• [WORK TO COMPLETE]:
Please give the entries from the line with "of the brown" up to and including the line with "point(72, 489)" as a two-column CSV with the headers entry_text and answer. Use one row per entry, put each value in its own quoted field, and replace any line breaks with spaces.

• [GIVEN INFORMATION]:

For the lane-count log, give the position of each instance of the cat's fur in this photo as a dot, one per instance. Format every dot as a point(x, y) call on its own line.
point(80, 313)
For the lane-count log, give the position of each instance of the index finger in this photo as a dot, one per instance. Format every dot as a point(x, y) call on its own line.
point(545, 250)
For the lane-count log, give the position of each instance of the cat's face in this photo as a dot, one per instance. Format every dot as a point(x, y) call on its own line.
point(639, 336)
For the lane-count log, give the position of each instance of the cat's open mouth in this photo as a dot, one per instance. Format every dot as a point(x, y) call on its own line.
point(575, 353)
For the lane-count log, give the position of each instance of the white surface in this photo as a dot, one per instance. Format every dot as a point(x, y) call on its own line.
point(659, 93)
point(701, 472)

--

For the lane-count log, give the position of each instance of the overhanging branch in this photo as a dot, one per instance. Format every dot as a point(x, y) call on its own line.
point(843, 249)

...

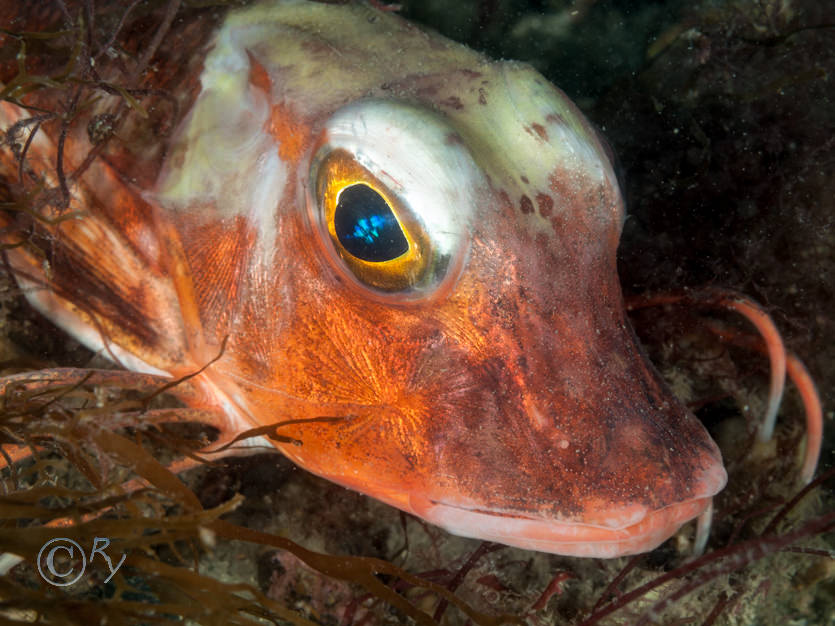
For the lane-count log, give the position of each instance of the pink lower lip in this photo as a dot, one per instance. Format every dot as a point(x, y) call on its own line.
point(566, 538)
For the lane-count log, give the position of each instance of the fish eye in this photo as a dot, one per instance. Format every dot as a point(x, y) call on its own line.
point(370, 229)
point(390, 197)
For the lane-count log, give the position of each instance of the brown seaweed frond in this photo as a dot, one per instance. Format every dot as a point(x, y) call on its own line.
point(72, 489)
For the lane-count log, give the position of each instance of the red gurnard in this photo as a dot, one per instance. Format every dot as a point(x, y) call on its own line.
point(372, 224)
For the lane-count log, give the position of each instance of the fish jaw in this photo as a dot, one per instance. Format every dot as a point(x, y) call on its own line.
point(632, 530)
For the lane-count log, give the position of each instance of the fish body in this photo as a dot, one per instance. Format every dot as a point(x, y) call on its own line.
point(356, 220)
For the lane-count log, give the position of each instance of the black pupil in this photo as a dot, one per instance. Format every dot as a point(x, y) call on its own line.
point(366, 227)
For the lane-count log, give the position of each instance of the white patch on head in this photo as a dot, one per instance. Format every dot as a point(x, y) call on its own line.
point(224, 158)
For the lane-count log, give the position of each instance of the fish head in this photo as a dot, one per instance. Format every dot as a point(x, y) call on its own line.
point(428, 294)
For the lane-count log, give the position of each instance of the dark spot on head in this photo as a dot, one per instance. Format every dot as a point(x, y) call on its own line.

• [TASK OUTPUT]:
entry_text,answer
"For the lane-count log, give the position of each instance of the brown seaweed frond in this photo as a dot, one per instance. Format every dot as a point(x, y) call on its own line.","point(72, 489)"